» Written exercise
Rewrite every line of the records from the line containing "Reviewer check: each instance of the car shadow" through the end of the records, inclusive, and add -14 to each x and y coordinate in the answers.

» Provided records
################

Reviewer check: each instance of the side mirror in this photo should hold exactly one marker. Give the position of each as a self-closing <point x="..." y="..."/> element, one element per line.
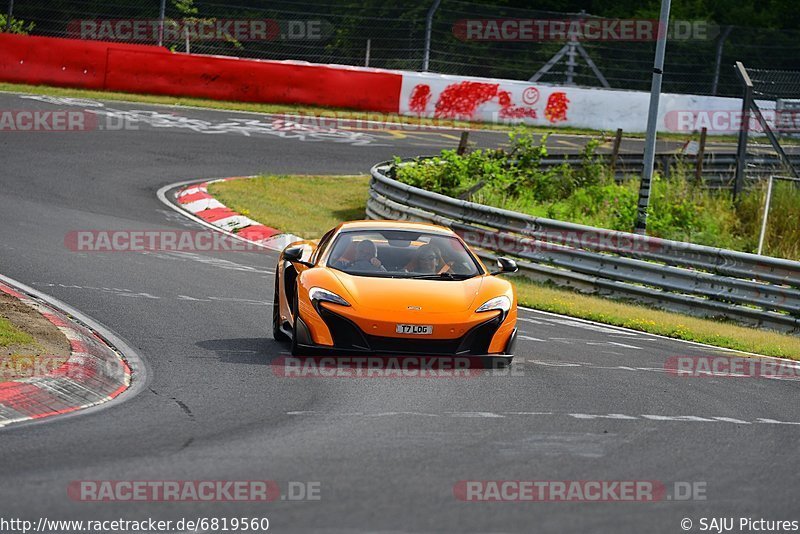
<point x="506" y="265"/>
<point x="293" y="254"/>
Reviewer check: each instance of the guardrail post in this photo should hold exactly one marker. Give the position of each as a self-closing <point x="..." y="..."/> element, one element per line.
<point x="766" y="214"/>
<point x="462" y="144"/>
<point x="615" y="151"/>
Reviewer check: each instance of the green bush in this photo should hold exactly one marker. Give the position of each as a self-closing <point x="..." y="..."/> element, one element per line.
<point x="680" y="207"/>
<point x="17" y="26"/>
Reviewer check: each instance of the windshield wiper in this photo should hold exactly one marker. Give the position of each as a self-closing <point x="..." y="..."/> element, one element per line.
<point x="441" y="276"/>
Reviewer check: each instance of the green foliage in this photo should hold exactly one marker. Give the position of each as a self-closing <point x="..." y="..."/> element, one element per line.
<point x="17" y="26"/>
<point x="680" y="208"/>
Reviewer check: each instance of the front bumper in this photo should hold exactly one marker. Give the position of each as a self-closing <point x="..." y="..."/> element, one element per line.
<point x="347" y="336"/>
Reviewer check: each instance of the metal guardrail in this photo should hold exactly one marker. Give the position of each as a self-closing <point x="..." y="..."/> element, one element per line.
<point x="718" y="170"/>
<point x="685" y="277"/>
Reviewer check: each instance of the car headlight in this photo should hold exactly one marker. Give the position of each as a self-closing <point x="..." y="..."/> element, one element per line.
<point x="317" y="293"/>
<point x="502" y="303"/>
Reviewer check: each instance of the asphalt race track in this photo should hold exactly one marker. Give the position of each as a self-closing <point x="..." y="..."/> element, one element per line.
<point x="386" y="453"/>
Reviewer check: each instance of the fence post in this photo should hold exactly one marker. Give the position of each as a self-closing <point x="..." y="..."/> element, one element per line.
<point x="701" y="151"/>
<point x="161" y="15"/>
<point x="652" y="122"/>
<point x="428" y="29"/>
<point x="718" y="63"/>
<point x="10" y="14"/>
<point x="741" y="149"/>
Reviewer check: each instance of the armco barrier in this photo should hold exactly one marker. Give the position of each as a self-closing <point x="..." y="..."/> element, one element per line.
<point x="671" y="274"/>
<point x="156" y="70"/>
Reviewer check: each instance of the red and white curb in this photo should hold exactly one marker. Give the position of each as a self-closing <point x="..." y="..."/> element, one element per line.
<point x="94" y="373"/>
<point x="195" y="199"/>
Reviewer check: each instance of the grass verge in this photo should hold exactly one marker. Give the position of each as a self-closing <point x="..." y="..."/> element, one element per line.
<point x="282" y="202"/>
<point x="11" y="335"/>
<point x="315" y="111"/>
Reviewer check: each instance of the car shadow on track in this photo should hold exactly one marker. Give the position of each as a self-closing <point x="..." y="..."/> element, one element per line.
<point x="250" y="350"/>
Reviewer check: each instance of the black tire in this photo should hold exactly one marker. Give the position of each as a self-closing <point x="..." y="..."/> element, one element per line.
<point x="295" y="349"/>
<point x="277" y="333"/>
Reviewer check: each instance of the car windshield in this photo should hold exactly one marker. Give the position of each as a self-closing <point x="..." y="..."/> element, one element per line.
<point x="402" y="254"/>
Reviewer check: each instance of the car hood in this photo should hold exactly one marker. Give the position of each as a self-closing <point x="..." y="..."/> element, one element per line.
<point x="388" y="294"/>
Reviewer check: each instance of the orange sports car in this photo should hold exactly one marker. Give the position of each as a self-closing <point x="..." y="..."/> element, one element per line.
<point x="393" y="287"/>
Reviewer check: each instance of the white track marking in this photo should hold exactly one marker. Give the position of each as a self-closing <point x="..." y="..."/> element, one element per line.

################

» Full response
Reviewer check: each instance of the car shadow on track in this photo should hold exactly one marker. Give the position of each as a self-closing <point x="..." y="..."/> element, one element per line.
<point x="236" y="336"/>
Reviewer check: each instance of the black tire in this photo should hold exactly one marker. Give the position of each as a self-closing <point x="..." y="..."/> element, one element per line.
<point x="281" y="335"/>
<point x="263" y="319"/>
Reviewer check: each instance of the car windshield in this photo should hold exactly one marker. Give the position of each as a self-closing <point x="..." y="..."/> element, one element per line.
<point x="388" y="240"/>
Reviewer check: each instance of the car hood in this photo should hold exactly one marker. Give the position of each as a self-closing <point x="..." y="..."/> element, one element per line.
<point x="374" y="280"/>
Reviewer check: each instance of the orange sports car in this photo should hold exactly one marker. Give the position of each as a self-closing <point x="..." y="..."/> element, one element per line.
<point x="379" y="273"/>
Reviewer check: each instance of the white track marking in this photo should hold exactly one marker. Give the position of each as a self-closing <point x="..." y="..."/> element, one element per line.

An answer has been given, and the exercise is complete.